▽
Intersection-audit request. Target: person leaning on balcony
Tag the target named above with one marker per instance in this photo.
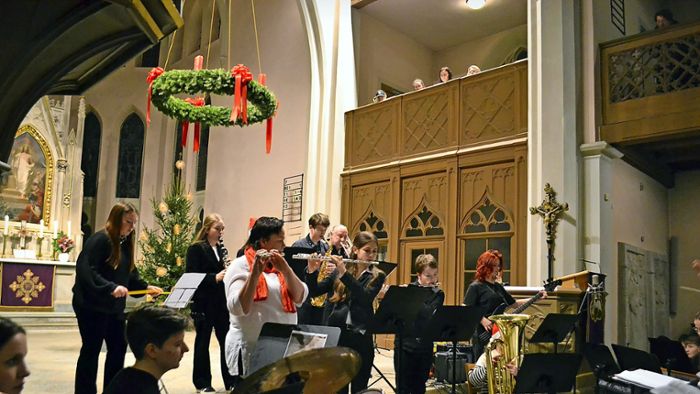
(664, 18)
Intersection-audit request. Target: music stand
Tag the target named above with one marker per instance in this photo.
(274, 337)
(453, 323)
(184, 289)
(398, 310)
(554, 328)
(631, 359)
(547, 373)
(671, 354)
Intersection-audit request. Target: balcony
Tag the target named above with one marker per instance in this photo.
(651, 99)
(452, 117)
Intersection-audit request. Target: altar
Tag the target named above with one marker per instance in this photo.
(37, 292)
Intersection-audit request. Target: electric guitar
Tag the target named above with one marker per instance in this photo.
(549, 285)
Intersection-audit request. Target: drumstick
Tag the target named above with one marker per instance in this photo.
(139, 292)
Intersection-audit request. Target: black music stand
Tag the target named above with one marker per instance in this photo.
(671, 354)
(554, 328)
(398, 310)
(547, 373)
(274, 337)
(631, 359)
(453, 323)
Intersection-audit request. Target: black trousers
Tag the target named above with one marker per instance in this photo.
(415, 368)
(201, 373)
(96, 328)
(364, 345)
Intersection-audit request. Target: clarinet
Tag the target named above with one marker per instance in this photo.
(224, 253)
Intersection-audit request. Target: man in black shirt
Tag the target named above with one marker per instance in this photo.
(318, 224)
(156, 336)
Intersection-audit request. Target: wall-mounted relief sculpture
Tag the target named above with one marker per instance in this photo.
(26, 190)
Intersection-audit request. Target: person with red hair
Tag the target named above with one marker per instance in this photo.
(486, 293)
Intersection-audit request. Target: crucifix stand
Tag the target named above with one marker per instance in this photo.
(550, 210)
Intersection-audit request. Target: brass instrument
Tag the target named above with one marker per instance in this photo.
(512, 330)
(306, 256)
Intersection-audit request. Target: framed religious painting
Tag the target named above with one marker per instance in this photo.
(25, 190)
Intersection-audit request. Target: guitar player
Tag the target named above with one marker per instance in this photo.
(488, 294)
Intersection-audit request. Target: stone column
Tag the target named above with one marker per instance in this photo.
(553, 122)
(329, 29)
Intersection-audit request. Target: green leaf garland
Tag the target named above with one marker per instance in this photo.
(261, 102)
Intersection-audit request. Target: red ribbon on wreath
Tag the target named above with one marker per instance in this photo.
(152, 76)
(262, 78)
(197, 102)
(242, 76)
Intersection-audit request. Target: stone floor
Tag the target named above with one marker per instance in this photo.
(53, 354)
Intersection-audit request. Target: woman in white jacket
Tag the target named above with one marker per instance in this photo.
(260, 288)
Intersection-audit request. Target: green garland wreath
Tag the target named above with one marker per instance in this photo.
(261, 102)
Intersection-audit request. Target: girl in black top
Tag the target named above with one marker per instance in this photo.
(351, 291)
(104, 273)
(487, 294)
(208, 255)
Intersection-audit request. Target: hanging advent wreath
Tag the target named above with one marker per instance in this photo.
(253, 102)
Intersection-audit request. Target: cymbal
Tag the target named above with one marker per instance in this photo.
(324, 370)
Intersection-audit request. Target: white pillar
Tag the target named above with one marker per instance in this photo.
(599, 243)
(552, 124)
(329, 29)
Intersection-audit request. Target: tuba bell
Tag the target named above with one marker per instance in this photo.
(509, 345)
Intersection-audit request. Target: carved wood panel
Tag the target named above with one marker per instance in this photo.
(371, 205)
(498, 179)
(374, 134)
(422, 195)
(490, 108)
(428, 121)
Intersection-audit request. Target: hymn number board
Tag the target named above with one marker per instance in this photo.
(291, 198)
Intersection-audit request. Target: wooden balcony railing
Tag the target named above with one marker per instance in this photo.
(464, 112)
(651, 85)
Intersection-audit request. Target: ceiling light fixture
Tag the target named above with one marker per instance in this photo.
(476, 4)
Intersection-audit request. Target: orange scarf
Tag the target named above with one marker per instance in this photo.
(261, 291)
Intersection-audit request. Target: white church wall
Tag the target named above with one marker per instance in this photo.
(384, 55)
(486, 52)
(684, 222)
(242, 181)
(639, 206)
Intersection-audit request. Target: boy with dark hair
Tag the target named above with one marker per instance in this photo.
(156, 336)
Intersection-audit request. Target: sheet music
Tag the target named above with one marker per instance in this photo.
(648, 379)
(184, 289)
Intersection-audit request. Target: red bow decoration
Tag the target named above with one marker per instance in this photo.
(152, 75)
(197, 102)
(242, 76)
(262, 78)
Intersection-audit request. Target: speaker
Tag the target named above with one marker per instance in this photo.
(443, 367)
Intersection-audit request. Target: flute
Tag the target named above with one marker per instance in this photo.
(306, 256)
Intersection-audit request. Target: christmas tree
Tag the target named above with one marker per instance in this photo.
(164, 247)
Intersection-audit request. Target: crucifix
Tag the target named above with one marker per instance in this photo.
(550, 211)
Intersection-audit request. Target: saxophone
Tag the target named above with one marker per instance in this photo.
(318, 301)
(512, 330)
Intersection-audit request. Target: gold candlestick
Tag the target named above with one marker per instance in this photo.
(39, 244)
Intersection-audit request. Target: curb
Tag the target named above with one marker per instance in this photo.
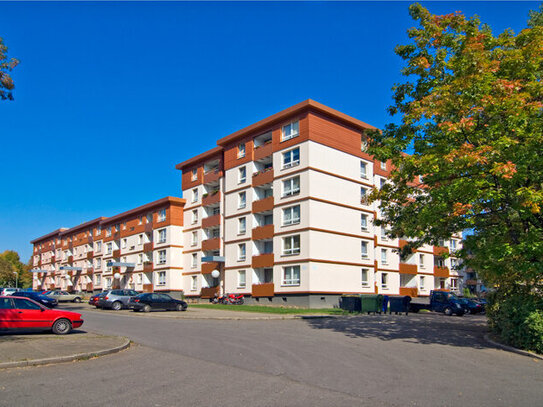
(512, 349)
(63, 359)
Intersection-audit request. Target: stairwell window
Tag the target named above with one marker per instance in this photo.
(291, 186)
(289, 131)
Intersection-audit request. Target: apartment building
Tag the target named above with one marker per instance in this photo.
(139, 249)
(279, 209)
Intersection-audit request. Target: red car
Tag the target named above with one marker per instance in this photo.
(24, 313)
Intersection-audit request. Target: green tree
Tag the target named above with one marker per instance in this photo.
(6, 66)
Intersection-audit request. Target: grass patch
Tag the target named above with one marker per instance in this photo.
(270, 309)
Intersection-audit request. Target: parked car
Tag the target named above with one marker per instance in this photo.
(64, 296)
(156, 301)
(116, 299)
(25, 313)
(42, 299)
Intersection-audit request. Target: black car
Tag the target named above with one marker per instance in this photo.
(156, 301)
(42, 299)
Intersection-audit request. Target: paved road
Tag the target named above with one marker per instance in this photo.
(419, 360)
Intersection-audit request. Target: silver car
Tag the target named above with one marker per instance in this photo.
△
* **INSTRUCTIONS TO FOLLOW**
Convert all of the records above into a numbered list with one line per item, leaving out blank lines and the pictures.

* **COMPLETE OUTPUT**
1. Intersection-audit request. Target: person leaning on balcony
2. Tag the target named above with one marker per instance in this photo.
3. (664, 18)
4. Intersection-audit request. Target: music stand
5. Tag the target named above with one marker per instance in this photo.
6. (274, 337)
7. (453, 323)
8. (184, 289)
9. (398, 310)
10. (554, 328)
11. (631, 359)
12. (547, 373)
13. (671, 354)
14. Intersection-audit request. Target: balcony
15. Tag the target named above with one marker per instance in this photo.
16. (651, 99)
17. (452, 117)
18. Intersection-audit request. Target: altar
19. Tag the target named above with one marker per instance in this photo.
20. (37, 292)
21. Intersection-audit request. Target: electric guitar
22. Tag the target named above with one marker per instance in this photo.
23. (549, 285)
24. Intersection-audit request. Target: drumstick
25. Tag the target named above with one marker per instance in this photo.
26. (139, 292)
27. Intersection-audit request. Target: black music stand
28. Tag the target named above with one marker per instance in this photo.
29. (671, 354)
30. (554, 328)
31. (398, 310)
32. (547, 373)
33. (274, 337)
34. (631, 359)
35. (453, 323)
36. Intersection-audit request. Target: black trousers
37. Tag the target named above with one marker per instance in this photo.
38. (415, 368)
39. (201, 373)
40. (96, 328)
41. (364, 345)
42. Intersection-audit request. Target: clarinet
43. Tag the target named above with one marker per instance in this photo.
44. (224, 253)
45. Intersection-audit request. Target: man in black shirt
46. Tag the target named above with one marker per instance in this photo.
47. (318, 224)
48. (156, 336)
49. Intersection-audit request. Target: wall-mounted relief sculpture
50. Tag the target named above with one marker per instance in this photo.
51. (26, 190)
52. Intersection-audit request. Target: person with red hair
53. Tag the target named above with one marker per instance in this photo.
54. (486, 293)
55. Intersection-audit request. Target: crucifix stand
56. Tag the target named above with one marker per instance in this photo.
57. (550, 210)
58. Intersection-audit request. Target: brass instrument
59. Tag the target named above with one marker per instance in this photo.
60. (512, 330)
61. (306, 256)
62. Intersection-audit request. Target: framed religious painting
63. Tag the target named above with one marker per instance in this photo.
64. (25, 190)
65. Intersection-audit request. Target: guitar player
66. Tag the target named above with one marker per instance in this photo.
67. (488, 294)
68. Intersection-audit request. Target: stone column
69. Tag the target named above with one marker per instance in this photo.
70. (553, 122)
71. (329, 29)
72. Intersection-audit request. Target: green leaf garland
73. Tag the target named above with one marker per instance in this photo.
74. (261, 102)
75. Intersection-audit request. Target: red ribbon on wreath
76. Tag the target named above with one marker per instance in this photo.
77. (152, 76)
78. (262, 78)
79. (197, 102)
80. (242, 76)
81. Intersection-audit request. Target: stone floor
82. Tag the target named above with one marker per instance in this photo.
83. (53, 354)
84. Intersection-audit request. Target: woman in white jacket
85. Tag the target named above with one marker per instance in this photo.
86. (260, 288)
87. Intersection-audit request. Target: green garland wreath
88. Tag the target named above with one marker per instance in this photo.
89. (261, 102)
90. Intersection-audit request. Target: girl in black top
91. Tag the target named above with one marker per instance in this photo.
92. (351, 291)
93. (104, 273)
94. (487, 294)
95. (208, 255)
96. Intersection-audit request. Target: hanging advent wreath
97. Tag the target named above with one marker per instance in this photo.
98. (253, 102)
99. Intersection-audit request. Target: cymbal
100. Tag the target named above with one marker per instance in this photo.
101. (324, 370)
102. Intersection-audit request. Target: white pillar
103. Tag the target named above with one marker per instance in this photo.
104. (599, 243)
105. (552, 124)
106. (329, 29)
107. Intersection-audit request. Target: tuba bell
108. Tag the target named above with one marker per instance in this photo.
109. (509, 345)
110. Intersection-audit request. Target: carved wood panel
111. Tag the target named above with one marker per instance in this photo.
112. (371, 205)
113. (498, 179)
114. (374, 134)
115. (422, 195)
116. (490, 108)
117. (428, 121)
118. Intersection-audit request. Target: hymn number board
119. Tag the target named above with one marker per instance in this photo.
120. (291, 198)
121. Intersection-audit request. Target: wooden balcony railing
122. Tag the target named above with one marker per instance in this photo.
123. (464, 112)
124. (651, 85)
125. Intersection-audit request. Target: ceiling light fixture
126. Tag the target named above with one marker per instance in this photo.
127. (476, 4)
128. Intersection-audit request. Target: orange scarf
129. Tag the target named above with one marker per instance in this photo.
130. (261, 291)
131. Intersection-audit request. Target: white church wall
132. Tag the target named above with one marker per instance in this photo.
133. (384, 55)
134. (486, 52)
135. (684, 222)
136. (242, 181)
137. (639, 206)
138. Intersection-audit request. Target: boy with dark hair
139. Tag the target named above with one marker per instance in this photo.
140. (156, 336)
141. Intersection-audit request. Target: sheet music
142. Tag the target named above with one marker per instance in this photo.
143. (648, 379)
144. (184, 289)
145. Intersection-audit request. Target: red bow decoration
146. Tag the target named above with one marker per instance in this photo.
147. (152, 75)
148. (197, 102)
149. (242, 76)
150. (262, 78)
151. Intersection-audit request. Target: speaker
152. Tag the target named above with one marker per instance in this photo.
153. (443, 367)
154. Intersection-audit request. Target: flute
155. Tag the target named above with one marker per instance in this photo.
156. (306, 256)
157. Intersection-audit request. Target: christmas tree
158. Tag the target named above with one marker per instance in this photo.
159. (164, 247)
160. Intersection-audit request. Target: crucifix
161. Tag the target named above with one marker per instance in this photo.
162. (550, 211)
163. Intersection-audit request. Target: saxophone
164. Tag the target named above with one marker per instance in this photo.
165. (318, 301)
166. (512, 330)
167. Intersection-audit request. Target: gold candlestick
168. Tag the target named above with one marker per instance in this photo.
169. (39, 244)
170. Intersection-audit request. Target: curb
171. Tag the target named above with one marker per instance in this photo.
172. (512, 349)
173. (63, 359)
174. Intersection-audit request. Target: stairwell window
175. Tag the target named above with one marker per instance in this photo.
176. (291, 186)
177. (289, 131)
178. Intersection-audit request. Target: apartment building
179. Tag the target named above with one marker per instance in this photo.
180. (139, 249)
181. (279, 209)
182. Intersection-audit request. Target: red car
183. Tag the target named above with one marker per instance in this photo.
184. (24, 313)
185. Intersection-audit request. Target: green tree
186. Tag the target named above with one marker per instance in this photo.
187. (6, 66)
188. Intersection-audit request. Target: grass patch
189. Tag the target named above with one marker per instance in this photo.
190. (270, 309)
191. Intersection-audit request. Target: parked car
192. Tag the target named above with one marker per instance in this photo.
193. (64, 296)
194. (156, 301)
195. (116, 299)
196. (25, 313)
197. (42, 299)
198. Intersection-audit request. Target: black car
199. Tag the target named above with one marker per instance in this photo.
200. (156, 301)
201. (42, 299)
202. Intersection-audit request. Target: paved road
203. Tag the target named above with one marker per instance in this photo.
204. (419, 360)
205. Intersection-audit request. Target: silver car
206. Tag the target named above with one marker per instance in this photo.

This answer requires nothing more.